Shift every coordinate value in the answers of the material below by adding 146 to it, then reproduce all of the material's lines, with the requests unchanged.

-- Begin Records --

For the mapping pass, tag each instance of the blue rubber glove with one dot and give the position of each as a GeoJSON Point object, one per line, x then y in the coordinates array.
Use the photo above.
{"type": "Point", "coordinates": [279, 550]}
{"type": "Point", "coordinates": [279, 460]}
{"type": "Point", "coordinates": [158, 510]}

-- End Records --

■ **Task output**:
For the mapping pass, tag each instance of the blue rubber glove with one dot and give the position of each as a GeoJSON Point object, one per line, x then y in the coordinates array.
Use the photo above.
{"type": "Point", "coordinates": [425, 696]}
{"type": "Point", "coordinates": [425, 606]}
{"type": "Point", "coordinates": [304, 656]}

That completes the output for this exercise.